Shape labeling records

+ + +

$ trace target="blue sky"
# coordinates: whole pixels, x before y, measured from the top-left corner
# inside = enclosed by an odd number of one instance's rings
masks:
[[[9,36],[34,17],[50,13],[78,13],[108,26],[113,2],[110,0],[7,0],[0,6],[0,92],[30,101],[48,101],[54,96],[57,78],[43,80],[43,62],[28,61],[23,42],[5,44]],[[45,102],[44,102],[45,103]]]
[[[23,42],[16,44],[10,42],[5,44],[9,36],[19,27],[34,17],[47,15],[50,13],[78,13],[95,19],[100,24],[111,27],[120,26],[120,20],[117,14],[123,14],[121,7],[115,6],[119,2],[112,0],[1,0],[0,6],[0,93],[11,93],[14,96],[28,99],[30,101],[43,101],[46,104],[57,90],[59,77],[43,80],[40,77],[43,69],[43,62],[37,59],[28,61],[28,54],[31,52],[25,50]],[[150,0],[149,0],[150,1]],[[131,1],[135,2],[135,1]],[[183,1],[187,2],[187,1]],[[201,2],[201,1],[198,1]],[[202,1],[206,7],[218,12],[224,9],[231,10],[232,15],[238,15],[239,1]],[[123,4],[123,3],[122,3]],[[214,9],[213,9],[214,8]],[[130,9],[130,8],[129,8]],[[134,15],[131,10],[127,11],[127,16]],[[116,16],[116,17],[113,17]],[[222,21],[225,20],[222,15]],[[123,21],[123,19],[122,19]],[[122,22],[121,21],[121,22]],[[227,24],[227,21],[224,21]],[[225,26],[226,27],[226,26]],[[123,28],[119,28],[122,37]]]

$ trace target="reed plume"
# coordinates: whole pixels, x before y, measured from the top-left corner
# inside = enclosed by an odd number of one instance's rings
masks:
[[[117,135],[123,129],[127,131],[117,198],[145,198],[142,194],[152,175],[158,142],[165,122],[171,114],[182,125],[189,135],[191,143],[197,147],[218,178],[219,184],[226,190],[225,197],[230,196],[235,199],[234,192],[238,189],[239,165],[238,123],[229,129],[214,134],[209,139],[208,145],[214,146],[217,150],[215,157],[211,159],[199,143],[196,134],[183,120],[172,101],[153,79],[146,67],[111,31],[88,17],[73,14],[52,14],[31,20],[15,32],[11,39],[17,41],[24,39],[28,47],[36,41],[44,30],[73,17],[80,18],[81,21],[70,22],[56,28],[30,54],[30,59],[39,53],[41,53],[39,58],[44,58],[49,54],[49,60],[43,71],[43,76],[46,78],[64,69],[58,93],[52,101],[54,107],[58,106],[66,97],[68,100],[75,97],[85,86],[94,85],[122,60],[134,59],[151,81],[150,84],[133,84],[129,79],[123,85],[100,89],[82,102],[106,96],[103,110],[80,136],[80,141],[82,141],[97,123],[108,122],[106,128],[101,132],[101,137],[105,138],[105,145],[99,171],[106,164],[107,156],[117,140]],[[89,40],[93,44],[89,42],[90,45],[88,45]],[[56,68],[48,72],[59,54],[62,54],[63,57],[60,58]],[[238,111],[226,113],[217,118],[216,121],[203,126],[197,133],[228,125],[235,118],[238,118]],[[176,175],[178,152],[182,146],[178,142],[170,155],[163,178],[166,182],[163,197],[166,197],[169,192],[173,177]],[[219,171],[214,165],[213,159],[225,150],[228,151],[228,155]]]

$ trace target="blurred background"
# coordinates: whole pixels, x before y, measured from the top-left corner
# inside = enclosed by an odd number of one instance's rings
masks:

+ + +

Print the listing above in its entirety, with every line exact.

$ trace target="blue sky"
# coordinates: whole pixels, x before y, measured from the top-left corner
# inside = enclosed by an odd number of one instance's rings
masks:
[[[9,36],[34,17],[50,13],[78,13],[108,26],[113,2],[110,0],[7,0],[0,6],[0,92],[30,101],[48,101],[54,96],[57,78],[43,80],[43,62],[28,61],[23,42],[5,44]],[[45,102],[44,102],[45,103]]]
[[[23,42],[16,44],[10,42],[5,44],[9,36],[19,27],[34,17],[47,15],[50,13],[78,13],[95,19],[100,24],[111,27],[120,26],[120,20],[117,14],[123,14],[121,7],[115,6],[119,2],[112,0],[1,0],[0,6],[0,93],[11,93],[14,96],[28,99],[30,101],[43,101],[46,104],[57,90],[59,77],[43,80],[40,77],[43,69],[43,62],[37,59],[28,61],[28,54],[31,52],[25,50]],[[150,0],[149,0],[150,1]],[[131,1],[135,2],[135,1]],[[183,1],[187,2],[187,1]],[[201,2],[201,1],[198,1]],[[202,1],[206,7],[218,12],[224,9],[231,10],[232,15],[238,15],[239,1]],[[123,4],[123,3],[122,3]],[[214,9],[213,9],[214,8]],[[130,9],[130,8],[129,8]],[[134,15],[131,10],[127,11],[127,16]],[[116,16],[116,17],[113,17]],[[222,21],[225,20],[222,15]],[[123,21],[123,19],[122,19]],[[122,22],[121,21],[121,22]],[[227,24],[227,21],[224,21]],[[225,26],[226,27],[226,26]],[[123,28],[119,28],[122,37]]]

$ trace target="reed plume"
# coordinates: whole pixels, x before y, measured from the top-left corner
# inside = enclosed by an odd number of one instance's rings
masks:
[[[117,135],[123,129],[127,131],[117,198],[145,198],[142,194],[152,175],[158,142],[165,122],[171,114],[182,125],[189,135],[191,143],[197,147],[218,178],[219,184],[226,190],[225,197],[230,196],[235,199],[234,192],[238,189],[239,165],[238,123],[229,129],[214,134],[209,139],[208,145],[214,146],[217,150],[215,157],[211,159],[199,143],[196,134],[183,120],[172,101],[153,79],[146,67],[111,31],[88,17],[73,14],[52,14],[31,20],[15,32],[11,39],[17,41],[24,39],[28,47],[36,41],[44,30],[73,17],[80,18],[81,21],[70,22],[56,28],[30,54],[30,59],[39,53],[41,53],[39,58],[44,58],[49,54],[49,60],[43,71],[43,76],[46,78],[64,69],[58,93],[52,101],[54,107],[58,106],[66,97],[68,100],[75,97],[85,86],[94,85],[122,60],[134,59],[151,81],[150,84],[133,84],[129,79],[123,85],[100,89],[82,102],[106,96],[103,110],[80,136],[80,141],[82,141],[97,123],[108,122],[106,128],[101,132],[101,137],[105,138],[105,145],[99,171],[106,164],[107,156],[117,140]],[[89,40],[93,44],[89,42],[90,45],[88,45]],[[56,68],[48,72],[59,54],[62,54],[63,57],[60,58]],[[238,111],[226,113],[217,118],[216,121],[203,126],[197,133],[228,125],[235,118],[238,118]],[[176,175],[178,152],[182,146],[178,142],[170,155],[163,178],[166,182],[163,197],[166,197],[169,192],[173,177]],[[219,171],[214,165],[213,159],[225,150],[228,151],[228,155]]]

$ trace target="blurred background"
# coordinates: whole pixels, x before y, measured from the top-left corner
# inside = enclosed by an odd number of one instance's rings
masks:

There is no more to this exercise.